* START GIVEN PASSAGE *

Fen's Law, again: Democrats always lecture us about "one person, one vote". That means they don't believe in that principle at all, they just use it to forestall discussion of common-sense vote fraud prevention.

rcommal said...

An "and" not "or" thing, plus an "or" not "and" thang; could it be?

Lem said...

If you could prove that you are an illegal (undocumented) alien... you could probably vote.

Lem said...

ID gets in the way of the undocumented vote.

Its clearly unconstitutional.

Mark said...

Garage, stats are wonderful tools, much like hammers. How many of those districts serving those demographics were administered by Democrats.

Dig, dig, dig. I suspect that it's just easier for the Democratic Machine to make the ballot box look plausible than it is to actually count the vote. Hence, long lines, poor service.

Prove me wrong. Statistically.

Mark said...

OTOH, guys in paramilitary outfits brandishing billy clubs are nothing to be concerned about. 'Cause that's how it rolls in Obama's America.

chickelit said...

Lem said...
No intellectual feast today.

I set the table, but everybody prefers using fingers and sign language.

Mark said...

Or in other words, when "Red" districts that can swing a state start voting in the high 90s for "Red" candidates then I'll start worrying about conservative conspiracies. Until then, I give you Madison and Philadelphia.

Gahrie said...

It doesn't work out that way in the real world when gobs of people need to vote all at the same time. Early voting was a democratic response to that logistical problem.

I don't know 'bout y'all fancy city folk, but out heah, when we have that problem, we just create more polling places.....

Brent said...

* END GIVEN PASSAGE *

GIVEN REQUEST 1: Retype the comment thread on voter ID above in full, word for word.

* START DATA SHOWN *

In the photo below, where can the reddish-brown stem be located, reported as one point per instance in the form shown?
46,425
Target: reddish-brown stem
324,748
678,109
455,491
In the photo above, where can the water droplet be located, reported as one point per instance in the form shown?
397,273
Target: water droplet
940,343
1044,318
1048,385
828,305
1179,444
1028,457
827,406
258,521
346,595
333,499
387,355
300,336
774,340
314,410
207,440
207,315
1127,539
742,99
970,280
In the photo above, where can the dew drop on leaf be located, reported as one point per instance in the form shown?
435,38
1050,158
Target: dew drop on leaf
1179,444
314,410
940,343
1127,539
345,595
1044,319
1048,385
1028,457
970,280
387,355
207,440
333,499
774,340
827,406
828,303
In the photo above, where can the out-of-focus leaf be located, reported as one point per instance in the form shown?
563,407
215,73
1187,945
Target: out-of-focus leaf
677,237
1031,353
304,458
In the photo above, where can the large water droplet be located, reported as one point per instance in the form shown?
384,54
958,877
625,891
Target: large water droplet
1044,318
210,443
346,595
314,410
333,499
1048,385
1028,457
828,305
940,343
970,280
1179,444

* END DATA SHOWN *

GIVEN REQUEST 2: Echo the rows beginning with the line that contains "In the photo above, where can the large" and continuing through the last line of the rows, including both ends, and output nothing else.

COMPLETE OUTPUT 1:
Fen's Law, again: Democrats always lecture us about "one person, one vote". That means they don't believe in that principle at all, they just use it to forestall discussion of common-sense vote fraud prevention.

rcommal said...

An "and" not "or" thing, plus an "or" not "and" thang; could it be?

Lem said...

If you could prove that you are an illegal (undocumented) alien... you could probably vote.

Lem said...

ID gets in the way of the undocumented vote.

Its clearly unconstitutional.

Mark said...

Garage, stats are wonderful tools, much like hammers. How many of those districts serving those demographics were administered by Democrats.

Dig, dig, dig. I suspect that it's just easier for the Democratic Machine to make the ballot box look plausible than it is to actually count the vote. Hence, long lines, poor service.

Prove me wrong. Statistically.

Mark said...

OTOH, guys in paramilitary outfits brandishing billy clubs are nothing to be concerned about. 'Cause that's how it rolls in Obama's America.

chickelit said...

Lem said...
No intellectual feast today.

I set the table, but everybody prefers using fingers and sign language.

Mark said...

Or in other words, when "Red" districts that can swing a state start voting in the high 90s for "Red" candidates then I'll start worrying about conservative conspiracies. Until then, I give you Madison and Philadelphia.

Gahrie said...

It doesn't work out that way in the real world when gobs of people need to vote all at the same time. Early voting was a democratic response to that logistical problem.

I don't know 'bout y'all fancy city folk, but out heah, when we have that problem, we just create more polling places.....

Brent said...

COMPLETE OUTPUT 2:
In the photo above, where can the large water droplet be located, reported as one point per instance in the form shown?
384,54
958,877
625,891
Target: large water droplet
1044,318
210,443
346,595
314,410
333,499
1048,385
1028,457
828,305
940,343
970,280
1179,444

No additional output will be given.